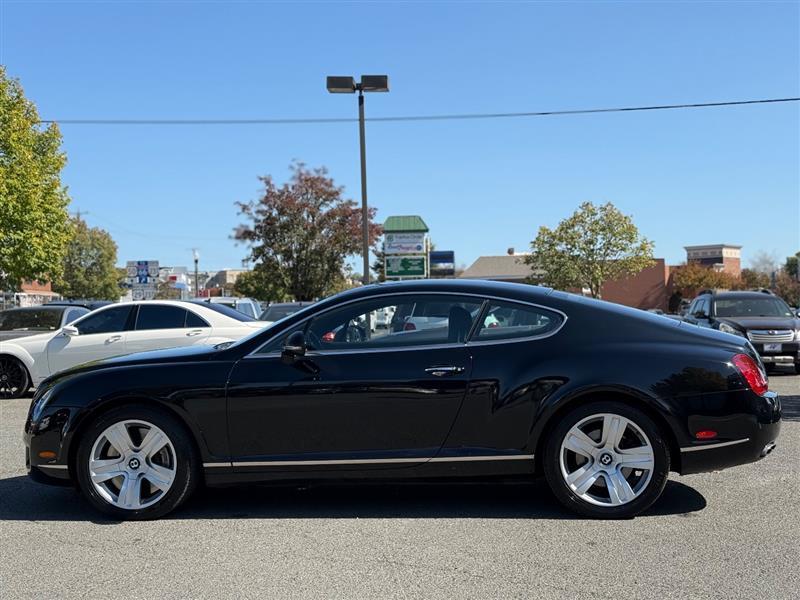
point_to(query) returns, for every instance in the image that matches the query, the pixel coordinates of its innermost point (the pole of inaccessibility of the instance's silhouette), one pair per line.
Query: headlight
(39, 404)
(725, 328)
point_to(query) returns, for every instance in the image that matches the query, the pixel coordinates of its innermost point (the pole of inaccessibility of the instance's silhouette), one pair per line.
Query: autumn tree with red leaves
(300, 235)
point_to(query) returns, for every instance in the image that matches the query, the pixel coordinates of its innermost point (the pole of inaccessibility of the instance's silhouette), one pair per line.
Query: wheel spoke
(153, 442)
(613, 430)
(583, 478)
(619, 490)
(130, 492)
(118, 436)
(637, 458)
(103, 470)
(160, 477)
(580, 443)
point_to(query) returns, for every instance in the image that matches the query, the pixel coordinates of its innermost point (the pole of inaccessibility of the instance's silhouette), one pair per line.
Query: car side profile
(516, 381)
(114, 330)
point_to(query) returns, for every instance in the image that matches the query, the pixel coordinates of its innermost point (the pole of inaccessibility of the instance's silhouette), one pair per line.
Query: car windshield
(276, 313)
(752, 307)
(30, 320)
(224, 310)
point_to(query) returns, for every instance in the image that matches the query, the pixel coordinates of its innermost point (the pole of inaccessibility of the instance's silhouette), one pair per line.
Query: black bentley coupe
(481, 380)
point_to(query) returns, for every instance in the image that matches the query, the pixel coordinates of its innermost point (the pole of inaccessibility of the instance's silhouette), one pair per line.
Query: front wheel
(606, 460)
(136, 463)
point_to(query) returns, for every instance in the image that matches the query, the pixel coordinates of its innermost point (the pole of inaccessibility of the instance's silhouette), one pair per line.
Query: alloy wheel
(606, 460)
(132, 464)
(13, 378)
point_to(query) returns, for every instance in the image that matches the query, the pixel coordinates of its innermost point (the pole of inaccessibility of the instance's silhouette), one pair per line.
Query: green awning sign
(405, 266)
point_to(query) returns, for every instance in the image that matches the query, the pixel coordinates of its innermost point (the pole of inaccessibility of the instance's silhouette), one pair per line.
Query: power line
(445, 117)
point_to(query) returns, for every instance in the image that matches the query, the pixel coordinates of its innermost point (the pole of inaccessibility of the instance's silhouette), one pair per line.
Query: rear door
(360, 399)
(159, 326)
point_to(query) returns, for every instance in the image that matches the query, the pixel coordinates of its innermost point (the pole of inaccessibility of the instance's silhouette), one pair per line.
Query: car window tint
(418, 320)
(508, 320)
(193, 320)
(154, 316)
(104, 321)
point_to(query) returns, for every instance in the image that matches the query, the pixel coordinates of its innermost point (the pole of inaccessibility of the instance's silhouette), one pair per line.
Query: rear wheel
(136, 462)
(14, 379)
(606, 460)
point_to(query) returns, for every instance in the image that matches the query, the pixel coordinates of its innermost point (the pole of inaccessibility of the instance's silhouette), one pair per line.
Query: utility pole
(196, 256)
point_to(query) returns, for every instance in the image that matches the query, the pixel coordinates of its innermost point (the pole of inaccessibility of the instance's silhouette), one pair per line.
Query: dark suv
(760, 316)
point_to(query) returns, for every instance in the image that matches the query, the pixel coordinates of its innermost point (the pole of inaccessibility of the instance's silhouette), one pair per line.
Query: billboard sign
(405, 266)
(142, 276)
(404, 243)
(443, 263)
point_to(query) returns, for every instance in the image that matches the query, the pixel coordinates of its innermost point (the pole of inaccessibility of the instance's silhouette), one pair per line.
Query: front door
(360, 398)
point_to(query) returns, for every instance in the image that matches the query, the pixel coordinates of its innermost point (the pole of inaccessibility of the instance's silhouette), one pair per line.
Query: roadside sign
(142, 276)
(405, 266)
(404, 243)
(443, 263)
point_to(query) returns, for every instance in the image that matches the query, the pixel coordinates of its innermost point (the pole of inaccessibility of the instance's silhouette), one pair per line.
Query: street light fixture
(348, 85)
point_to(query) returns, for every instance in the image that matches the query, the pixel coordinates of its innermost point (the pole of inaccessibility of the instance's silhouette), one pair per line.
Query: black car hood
(168, 355)
(748, 323)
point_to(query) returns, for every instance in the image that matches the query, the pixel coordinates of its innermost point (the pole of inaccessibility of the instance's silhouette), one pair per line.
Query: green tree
(596, 244)
(301, 233)
(34, 223)
(89, 268)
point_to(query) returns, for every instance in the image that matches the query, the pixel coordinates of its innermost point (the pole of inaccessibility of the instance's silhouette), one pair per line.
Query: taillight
(751, 373)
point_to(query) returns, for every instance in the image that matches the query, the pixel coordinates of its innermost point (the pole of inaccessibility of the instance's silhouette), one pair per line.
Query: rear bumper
(748, 438)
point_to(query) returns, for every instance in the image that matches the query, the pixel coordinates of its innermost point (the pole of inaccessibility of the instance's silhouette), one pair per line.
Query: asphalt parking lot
(730, 534)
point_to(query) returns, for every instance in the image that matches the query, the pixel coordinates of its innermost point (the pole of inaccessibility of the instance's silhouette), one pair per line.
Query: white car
(114, 330)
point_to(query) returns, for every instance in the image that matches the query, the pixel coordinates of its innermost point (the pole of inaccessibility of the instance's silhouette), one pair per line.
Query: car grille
(770, 336)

_Task_.
Your answer must be an exact copy of every entry, with no pictures in it.

_Response for this exercise_.
point_to(query) returns, for every instance in the image that matches the query, the pixel coordinates of its innermost point (the pole of inaccessibility of the instance's silhouette), one pair per line.
Query: headlight
(39, 404)
(725, 328)
point_to(query) returns, for every instance in the image that matches the query, the pixel coordinates of its innermost point (the pole of inaccessibility of the instance's silhouette), one pair per line.
Query: autumn tree with red leaves
(300, 235)
point_to(query) returns, for every instance in the image that matches the query, the pixel coordinates of its innermost point (the pole of inaccessibility of the instance's silhouette), one pair per line.
Query: wheel spoke
(153, 442)
(613, 430)
(583, 478)
(619, 490)
(130, 492)
(118, 436)
(637, 458)
(103, 470)
(160, 477)
(580, 443)
point_to(query) returns, for every instance in the image that matches the query, the pixel coordinates of its innermost point (the pole of inaccessibility of the instance's silhouette), one pair per line.
Query: car side profile
(516, 381)
(114, 330)
point_to(query) returns, for every instance in the image that matches the query, the pixel coordinates of its innermost point (the pole of inaccessibility of the instance's silhouette), one pair per line.
Query: car windshield
(276, 313)
(752, 307)
(30, 320)
(224, 310)
point_to(query) returns, for every instance in the image that matches the query, the pixel coordinates of its innermost point (the pole of inaccessibility of the instance's silhouette), one pair per line.
Query: black bentley coupe
(481, 380)
point_to(query) returns, for every instance in the image that matches the query, the pixel coordinates of its innermost point (the pole of inaccessibility of the instance's silhouette), one pair per line.
Query: front wheel
(606, 460)
(136, 463)
point_to(query) returns, for every instance in the image that matches the query, the pixel coordinates of its innermost point (the pole of inaccessibility of the instance's silhouette), one pair per line.
Query: alloy wheel
(606, 460)
(132, 464)
(13, 378)
point_to(query) returns, for every instance in the image that matches the query, the pixel coordinates of its innermost point (the pole of inaccessibility of the instance's silhouette), one pair per line.
Query: green awning sign
(405, 266)
point_to(query) returns, for every instance in the image that matches the query, the pixel coordinates of its innermost point (the pole of inaccessibility of the instance's silhouette), one pair per line.
Query: power line
(445, 117)
point_to(query) returns, for every instance in the image that matches the query, the pixel coordinates of its innermost point (the pole of inaccessibility of the instance's silhouette), one pair per line.
Query: rear door
(360, 399)
(159, 326)
point_to(query) returns, for every instance in the image that matches the query, the pixel coordinates of its innermost point (the pole of inaccessibility of the instance's silhouette), one pair per line.
Query: car window tint
(418, 320)
(508, 320)
(193, 320)
(154, 316)
(104, 321)
point_to(query) returns, for every instance in the image that matches the query, the pixel coordinates of its innermost point (the pole of inaccessibility of the instance's silhouette), one pair per line.
Query: rear wheel
(136, 462)
(14, 379)
(606, 460)
point_to(query) returns, for every instance in the image that matches the query, the pixel coordinates of its innermost point (the pole of inaccessibility of the instance's silhouette), one pair per line.
Query: utility pole
(196, 256)
point_to(query) returns, for every instance in the image that matches the query, the pixel coordinates of its innermost point (the pole of inaccessibility of the instance's silhouette), one pair per line.
Query: dark suv
(760, 316)
point_to(query) returns, for every instance in the image that matches the query, the pixel coordinates of its innermost point (the pole of inaccessibility of the instance's silhouette), one pair per line.
Query: billboard sign
(405, 266)
(142, 276)
(404, 243)
(443, 263)
point_to(query) returns, for every instance in the image that matches the query, the pixel coordinates of its innermost point (the pole of inaccessibility of the instance's silhouette), one pair per line.
Query: front door
(360, 398)
point_to(query) returns, for every instance in the image that matches the query, the pixel coordinates of its innermost point (the pole of inaccessibility of the instance's silhouette), one pair per line.
Query: roadside sign
(142, 276)
(405, 266)
(404, 243)
(443, 263)
point_to(query) returns, for every instance in the image that matches the query, the pixel coordinates of its innermost point (the pole of inaccessibility of the instance's silhouette), one pair per line.
Query: street light fixture
(348, 85)
point_to(query) returns, for every instance in the image that matches the query, the pixel coordinates of its innermost point (the pole of inaccessibility of the instance's silhouette), one pair per line.
Query: black car hood
(168, 355)
(748, 323)
point_to(query) returns, for every instance in the image that matches the query, the pixel coordinates of its innermost point (the pole of inaccessibility of the instance's silhouette), one pair per line.
Query: green tree
(596, 244)
(301, 233)
(34, 223)
(89, 268)
point_to(query) returns, for every instance in the image that matches the query, the pixel coordinates of its innermost point (the pole of inaccessibility of the instance's silhouette), one pair per line.
Query: taillight
(751, 373)
point_to(query) returns, for every instance in the image that matches the query, the pixel coordinates of its innermost point (the pole of inaccessibility of the instance's silhouette), one pair per line.
Query: rear bumper
(748, 438)
point_to(query) returns, for every instance in the image that matches the query, the pixel coordinates of its innermost point (the pole of inaccessibility of the instance's silhouette), one pair per line.
Query: asphalt parking lot
(730, 534)
point_to(query) returns, for every instance in the image that matches the query, the pixel coordinates of its innermost point (the pole of inaccessibility of the instance's silhouette), one pair per line.
Query: white car
(114, 330)
point_to(query) returns, for every instance in the image that matches the query, the pixel coordinates of its innermost point (the pole of inaccessibility of the instance's silhouette), one pair per line.
Query: car grille
(770, 336)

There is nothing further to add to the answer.